> _To be done_:
(1) Using the report on the Saipov sentencing, answer these:
(a) How long has it been since the state last carried out an execution?
(b) How old is Saipov?
(c) What happens if the jury's vote for death is not unanimous?
(2) Give a continuation of the report on the Saipov sentencing, picking up after its final sentence.

> _Page excerpt_:
# # # # #
A jury on Monday will begin considering whether an Islamic extremist who killed eight people on a New York City bike path should get a death sentence, an extraordinarily rare penalty in a state that hasn’t had an execution in 60 years.
Sayfullo Saipov, 35, was convicted last month in the 2017 attack, in which he intentionally drove a truck at high speed down a path along the Hudson River, mowing down bicyclists on a sunny morning hours before the city’s Halloween celebrations.
The same jury that found Saipov guilty will return to work, hearing from additional witnesses in the trial’s penalty phase. Anything less than a unanimous vote for death will mean Saipov will spend the rest of his life in prison.
Saipov’s lawyers hope to convince jurors that a life term is punishment enough for the attack that killed five friends from Argentina, a woman from Belgium and two Americans.
# # # # #
> _Provided material_:

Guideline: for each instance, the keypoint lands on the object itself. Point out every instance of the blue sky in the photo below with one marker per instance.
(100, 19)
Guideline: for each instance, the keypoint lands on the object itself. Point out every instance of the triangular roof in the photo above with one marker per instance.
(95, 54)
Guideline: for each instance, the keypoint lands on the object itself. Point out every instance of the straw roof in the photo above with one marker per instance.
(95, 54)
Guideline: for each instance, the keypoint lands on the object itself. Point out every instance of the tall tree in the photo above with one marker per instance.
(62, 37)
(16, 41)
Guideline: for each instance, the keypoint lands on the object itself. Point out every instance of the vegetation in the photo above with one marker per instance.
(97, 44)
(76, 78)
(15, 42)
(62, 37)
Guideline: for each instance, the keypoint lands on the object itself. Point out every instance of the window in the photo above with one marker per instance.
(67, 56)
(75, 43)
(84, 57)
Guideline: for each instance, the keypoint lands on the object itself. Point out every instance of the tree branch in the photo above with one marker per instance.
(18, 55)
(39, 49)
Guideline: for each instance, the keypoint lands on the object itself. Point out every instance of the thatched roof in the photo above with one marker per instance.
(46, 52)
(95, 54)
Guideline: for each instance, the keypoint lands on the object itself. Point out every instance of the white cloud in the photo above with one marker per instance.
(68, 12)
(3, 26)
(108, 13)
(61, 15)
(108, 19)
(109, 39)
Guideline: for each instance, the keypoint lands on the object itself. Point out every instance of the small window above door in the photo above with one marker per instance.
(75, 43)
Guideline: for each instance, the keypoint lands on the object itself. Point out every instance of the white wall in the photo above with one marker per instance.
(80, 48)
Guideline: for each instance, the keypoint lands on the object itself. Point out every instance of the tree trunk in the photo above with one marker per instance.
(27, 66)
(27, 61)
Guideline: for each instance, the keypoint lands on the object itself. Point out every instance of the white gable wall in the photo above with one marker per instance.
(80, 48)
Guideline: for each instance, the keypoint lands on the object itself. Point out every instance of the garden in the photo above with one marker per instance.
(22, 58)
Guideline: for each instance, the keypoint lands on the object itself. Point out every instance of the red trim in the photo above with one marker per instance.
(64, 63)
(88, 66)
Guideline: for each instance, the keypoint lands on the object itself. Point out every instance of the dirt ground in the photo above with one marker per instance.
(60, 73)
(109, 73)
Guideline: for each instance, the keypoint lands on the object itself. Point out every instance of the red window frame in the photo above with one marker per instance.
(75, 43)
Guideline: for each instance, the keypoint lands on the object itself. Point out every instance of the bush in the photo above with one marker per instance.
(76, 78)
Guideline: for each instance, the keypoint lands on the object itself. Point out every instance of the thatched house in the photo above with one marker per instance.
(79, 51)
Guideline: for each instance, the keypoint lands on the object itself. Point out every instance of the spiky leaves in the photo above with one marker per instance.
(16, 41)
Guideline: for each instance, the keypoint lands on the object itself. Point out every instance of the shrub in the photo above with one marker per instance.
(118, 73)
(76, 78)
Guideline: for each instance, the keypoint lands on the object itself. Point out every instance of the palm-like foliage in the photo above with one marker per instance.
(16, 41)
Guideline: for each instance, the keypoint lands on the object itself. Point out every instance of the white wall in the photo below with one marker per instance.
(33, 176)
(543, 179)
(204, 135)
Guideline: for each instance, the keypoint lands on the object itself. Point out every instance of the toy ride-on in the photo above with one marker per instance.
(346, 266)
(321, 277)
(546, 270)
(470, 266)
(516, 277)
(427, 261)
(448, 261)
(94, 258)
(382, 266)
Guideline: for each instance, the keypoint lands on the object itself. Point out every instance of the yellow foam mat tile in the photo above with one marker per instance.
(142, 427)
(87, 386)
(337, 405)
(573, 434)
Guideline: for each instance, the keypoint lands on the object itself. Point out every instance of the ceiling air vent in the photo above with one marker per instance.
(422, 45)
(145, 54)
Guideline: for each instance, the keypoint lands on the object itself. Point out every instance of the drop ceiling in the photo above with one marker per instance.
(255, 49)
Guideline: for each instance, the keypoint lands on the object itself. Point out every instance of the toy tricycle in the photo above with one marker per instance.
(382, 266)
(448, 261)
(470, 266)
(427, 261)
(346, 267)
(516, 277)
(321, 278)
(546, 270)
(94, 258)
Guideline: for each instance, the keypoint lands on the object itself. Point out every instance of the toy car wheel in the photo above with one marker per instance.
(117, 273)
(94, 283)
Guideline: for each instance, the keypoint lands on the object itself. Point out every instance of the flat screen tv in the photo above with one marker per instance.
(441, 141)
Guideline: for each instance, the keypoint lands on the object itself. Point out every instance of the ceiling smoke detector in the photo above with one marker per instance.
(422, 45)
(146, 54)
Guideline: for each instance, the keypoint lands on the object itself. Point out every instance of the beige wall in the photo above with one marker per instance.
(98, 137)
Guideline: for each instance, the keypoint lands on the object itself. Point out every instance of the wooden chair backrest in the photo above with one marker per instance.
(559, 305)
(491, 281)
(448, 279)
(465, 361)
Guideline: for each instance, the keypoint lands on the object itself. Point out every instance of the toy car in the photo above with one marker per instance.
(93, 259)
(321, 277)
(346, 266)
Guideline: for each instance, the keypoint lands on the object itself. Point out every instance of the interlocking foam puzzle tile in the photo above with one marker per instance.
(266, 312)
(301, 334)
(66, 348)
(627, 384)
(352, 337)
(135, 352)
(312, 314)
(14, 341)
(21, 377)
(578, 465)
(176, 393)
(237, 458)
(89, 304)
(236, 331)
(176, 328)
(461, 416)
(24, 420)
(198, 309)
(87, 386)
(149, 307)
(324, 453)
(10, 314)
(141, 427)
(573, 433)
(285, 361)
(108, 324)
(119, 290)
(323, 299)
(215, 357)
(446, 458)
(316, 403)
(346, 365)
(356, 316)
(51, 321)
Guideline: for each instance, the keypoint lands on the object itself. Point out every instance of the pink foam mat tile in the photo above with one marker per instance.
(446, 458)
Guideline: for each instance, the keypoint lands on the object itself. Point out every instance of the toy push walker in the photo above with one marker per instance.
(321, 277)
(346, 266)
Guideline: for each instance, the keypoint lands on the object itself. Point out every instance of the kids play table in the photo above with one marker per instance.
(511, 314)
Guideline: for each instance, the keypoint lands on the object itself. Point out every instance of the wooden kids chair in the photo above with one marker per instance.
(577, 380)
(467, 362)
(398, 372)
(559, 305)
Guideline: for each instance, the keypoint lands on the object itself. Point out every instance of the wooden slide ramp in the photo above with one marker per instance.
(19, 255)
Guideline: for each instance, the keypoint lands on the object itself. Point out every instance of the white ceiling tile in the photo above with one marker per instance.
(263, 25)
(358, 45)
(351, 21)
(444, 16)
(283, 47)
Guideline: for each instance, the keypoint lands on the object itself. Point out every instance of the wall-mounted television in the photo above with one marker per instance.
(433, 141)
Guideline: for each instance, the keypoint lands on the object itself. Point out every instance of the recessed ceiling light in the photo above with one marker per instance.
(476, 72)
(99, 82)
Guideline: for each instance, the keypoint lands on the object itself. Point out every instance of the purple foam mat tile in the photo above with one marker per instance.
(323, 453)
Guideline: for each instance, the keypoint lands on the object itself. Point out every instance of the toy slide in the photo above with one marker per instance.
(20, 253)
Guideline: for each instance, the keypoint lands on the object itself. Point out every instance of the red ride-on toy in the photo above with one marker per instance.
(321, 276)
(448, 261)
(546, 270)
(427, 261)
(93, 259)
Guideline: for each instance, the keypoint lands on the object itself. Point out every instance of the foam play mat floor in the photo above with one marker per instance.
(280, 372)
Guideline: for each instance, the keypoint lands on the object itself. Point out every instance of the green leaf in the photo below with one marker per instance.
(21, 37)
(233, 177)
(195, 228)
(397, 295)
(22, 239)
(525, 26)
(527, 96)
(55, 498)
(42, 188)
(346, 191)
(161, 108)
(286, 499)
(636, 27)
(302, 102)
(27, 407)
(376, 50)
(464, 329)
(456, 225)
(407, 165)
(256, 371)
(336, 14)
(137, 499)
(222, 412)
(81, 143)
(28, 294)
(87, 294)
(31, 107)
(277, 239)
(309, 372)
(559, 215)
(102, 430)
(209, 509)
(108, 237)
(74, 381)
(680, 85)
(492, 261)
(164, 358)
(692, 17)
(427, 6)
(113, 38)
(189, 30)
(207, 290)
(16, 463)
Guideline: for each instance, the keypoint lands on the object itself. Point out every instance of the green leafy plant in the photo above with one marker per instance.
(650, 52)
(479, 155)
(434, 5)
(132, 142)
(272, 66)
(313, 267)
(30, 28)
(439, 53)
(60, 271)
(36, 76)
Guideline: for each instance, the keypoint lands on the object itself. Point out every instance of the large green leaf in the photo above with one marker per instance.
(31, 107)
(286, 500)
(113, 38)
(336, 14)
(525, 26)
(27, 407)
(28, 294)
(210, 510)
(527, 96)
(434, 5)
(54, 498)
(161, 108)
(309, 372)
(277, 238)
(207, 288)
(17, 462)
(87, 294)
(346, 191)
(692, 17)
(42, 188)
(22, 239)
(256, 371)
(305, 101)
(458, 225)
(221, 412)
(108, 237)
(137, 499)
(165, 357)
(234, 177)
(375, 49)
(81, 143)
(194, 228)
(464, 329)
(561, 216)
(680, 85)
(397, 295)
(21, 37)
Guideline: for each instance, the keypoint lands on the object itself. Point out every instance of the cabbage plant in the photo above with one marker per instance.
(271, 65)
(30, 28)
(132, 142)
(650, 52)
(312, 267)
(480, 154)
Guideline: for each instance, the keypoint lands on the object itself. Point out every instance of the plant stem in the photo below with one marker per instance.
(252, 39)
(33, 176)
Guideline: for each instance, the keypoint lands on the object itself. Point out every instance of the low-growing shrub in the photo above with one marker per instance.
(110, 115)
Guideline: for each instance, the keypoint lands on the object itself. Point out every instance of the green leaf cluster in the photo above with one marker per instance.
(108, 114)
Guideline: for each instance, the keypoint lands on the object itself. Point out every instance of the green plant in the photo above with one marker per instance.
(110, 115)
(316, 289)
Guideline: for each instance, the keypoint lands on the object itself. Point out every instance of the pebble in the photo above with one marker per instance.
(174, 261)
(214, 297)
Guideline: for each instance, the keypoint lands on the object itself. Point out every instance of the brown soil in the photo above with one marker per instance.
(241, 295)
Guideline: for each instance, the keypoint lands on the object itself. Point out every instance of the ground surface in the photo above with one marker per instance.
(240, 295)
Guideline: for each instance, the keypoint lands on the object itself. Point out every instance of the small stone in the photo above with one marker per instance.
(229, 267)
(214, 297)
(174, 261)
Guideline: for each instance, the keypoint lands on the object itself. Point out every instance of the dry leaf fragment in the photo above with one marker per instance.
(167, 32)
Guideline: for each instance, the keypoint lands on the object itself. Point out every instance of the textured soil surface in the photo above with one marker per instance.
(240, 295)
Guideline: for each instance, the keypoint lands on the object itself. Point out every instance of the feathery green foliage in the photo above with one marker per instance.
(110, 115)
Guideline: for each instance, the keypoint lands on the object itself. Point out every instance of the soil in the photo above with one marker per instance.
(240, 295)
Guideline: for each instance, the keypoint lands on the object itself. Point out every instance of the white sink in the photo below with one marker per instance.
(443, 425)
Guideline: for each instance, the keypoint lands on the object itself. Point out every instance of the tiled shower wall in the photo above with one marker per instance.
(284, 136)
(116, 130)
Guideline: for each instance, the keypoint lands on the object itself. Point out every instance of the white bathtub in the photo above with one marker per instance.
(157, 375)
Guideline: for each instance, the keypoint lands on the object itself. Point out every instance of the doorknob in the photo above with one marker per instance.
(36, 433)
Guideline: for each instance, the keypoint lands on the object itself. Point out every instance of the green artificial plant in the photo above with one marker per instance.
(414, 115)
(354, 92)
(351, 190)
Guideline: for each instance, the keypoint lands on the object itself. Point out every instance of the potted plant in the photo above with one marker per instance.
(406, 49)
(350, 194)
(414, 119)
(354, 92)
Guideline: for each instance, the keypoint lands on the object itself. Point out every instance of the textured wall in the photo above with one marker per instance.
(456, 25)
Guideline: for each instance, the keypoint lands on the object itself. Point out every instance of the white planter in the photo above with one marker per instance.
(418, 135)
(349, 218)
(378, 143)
# # # # #
> _Answers for the exercise_:
(1)
(a) 60 years.
(b) 35.
(c) Saipov will spend the rest of his life in prison.

(2)
New York does not have capital punishment and hasn’t executed anyone since 1963, but Saipov’s trial is in federal court, where a death sentence is still an option, though one rarely sought with success. The last time a person was executed for a federal crime in New York was in 1954.
President Joe Biden put a moratorium on federal executions after taking office and his Justice Department has not, until now, initiated any new death penalty proceedings.
Saipov’s lawyers have argued it is unconstitutional for prosecutors to seek his execution when the government has stopped seeking death in so many other cases, including some with defendants who killed more people.
“There is no rhyme, reason, or predictability as to why the government chooses to seek death in some murder cases but not in others,” they wrote in one recent court filing.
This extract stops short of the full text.